[What to do]:
Turn each of the records below into an item of a numbered list, leaving out any blank lines.

[Given data]:
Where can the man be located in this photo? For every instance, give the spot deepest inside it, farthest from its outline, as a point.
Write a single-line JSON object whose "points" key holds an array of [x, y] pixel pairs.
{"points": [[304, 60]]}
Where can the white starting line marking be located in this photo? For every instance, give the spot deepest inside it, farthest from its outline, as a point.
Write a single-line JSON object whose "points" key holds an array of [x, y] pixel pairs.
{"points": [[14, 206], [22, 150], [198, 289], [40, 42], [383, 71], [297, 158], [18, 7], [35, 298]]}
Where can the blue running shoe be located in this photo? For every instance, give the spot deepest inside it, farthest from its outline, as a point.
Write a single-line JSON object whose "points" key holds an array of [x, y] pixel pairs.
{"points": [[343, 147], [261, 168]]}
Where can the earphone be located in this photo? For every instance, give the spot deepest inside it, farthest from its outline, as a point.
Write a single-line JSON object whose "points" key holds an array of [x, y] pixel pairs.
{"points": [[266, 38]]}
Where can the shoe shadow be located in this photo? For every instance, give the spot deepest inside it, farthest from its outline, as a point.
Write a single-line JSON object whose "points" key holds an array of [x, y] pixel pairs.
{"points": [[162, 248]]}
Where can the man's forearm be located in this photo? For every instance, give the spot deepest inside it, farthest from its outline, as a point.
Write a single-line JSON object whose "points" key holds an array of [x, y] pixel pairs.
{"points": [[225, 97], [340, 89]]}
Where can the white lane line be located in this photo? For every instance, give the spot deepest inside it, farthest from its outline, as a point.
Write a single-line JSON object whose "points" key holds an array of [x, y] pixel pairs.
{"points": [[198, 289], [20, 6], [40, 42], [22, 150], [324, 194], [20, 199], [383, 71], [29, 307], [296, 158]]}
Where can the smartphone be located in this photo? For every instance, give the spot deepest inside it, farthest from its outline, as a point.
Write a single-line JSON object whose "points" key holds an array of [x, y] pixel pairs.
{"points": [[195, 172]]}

[Written solution]:
1. Where can the man be located in this photo? For every instance, give the spot deepest inside it, farthest from its outline, as a point.
2. Write a single-line JSON object whose "points" key holds an array of [x, y] pixel pairs.
3. {"points": [[304, 60]]}
4. Where can the white starting line marking be located in this photo? For every instance, give the spot deepest inside it, farthest from its outline, as a point.
5. Write a single-line JSON object whose "points" key holds an array of [x, y] pixel pairs.
6. {"points": [[14, 206], [22, 150], [198, 289], [40, 42], [383, 71], [297, 158], [18, 7], [35, 298]]}
7. Where can the blue running shoe be located in this photo? For every instance, give the spot deepest inside it, farthest from its outline, as a point.
8. Write a single-line JSON object whose "points" key holds an array of [x, y] pixel pairs.
9. {"points": [[343, 147], [261, 168]]}
10. Where can the earphone be located in this photo? For every instance, give the spot deepest inside it, farthest from its outline, as a point.
11. Write a single-line JSON object whose "points" key holds an array of [x, y] pixel pairs.
12. {"points": [[266, 38]]}
13. Where can the shoe shadow be located in this photo? For every instance, give the spot deepest inside it, farthest from its outline, as a point.
14. Write a single-line JSON object whose "points" key holds an array of [x, y] pixel pairs.
15. {"points": [[162, 248]]}
16. Where can the man's forearm be located in this photo? For every instance, give the spot deepest inside it, farthest from its outline, as a point.
17. Write a single-line JSON object whose "points" key holds an array of [x, y] pixel pairs.
18. {"points": [[225, 97], [340, 89]]}
19. Where can the white lane line be located in this photo? For every instance, give the spot deepest inside it, farthest from its outline, as a point.
20. Write a single-line JSON object whose "points" key holds an array of [x, y] pixel pairs.
21. {"points": [[198, 289], [20, 6], [40, 42], [22, 150], [324, 194], [20, 199], [383, 71], [29, 307], [296, 158]]}
22. Where can the smartphone be located in this photo? For every instance, give the spot deepest inside it, farthest from its outline, as a point.
23. Write a single-line JSON object whose "points" key holds an array of [x, y] pixel pairs.
24. {"points": [[195, 172]]}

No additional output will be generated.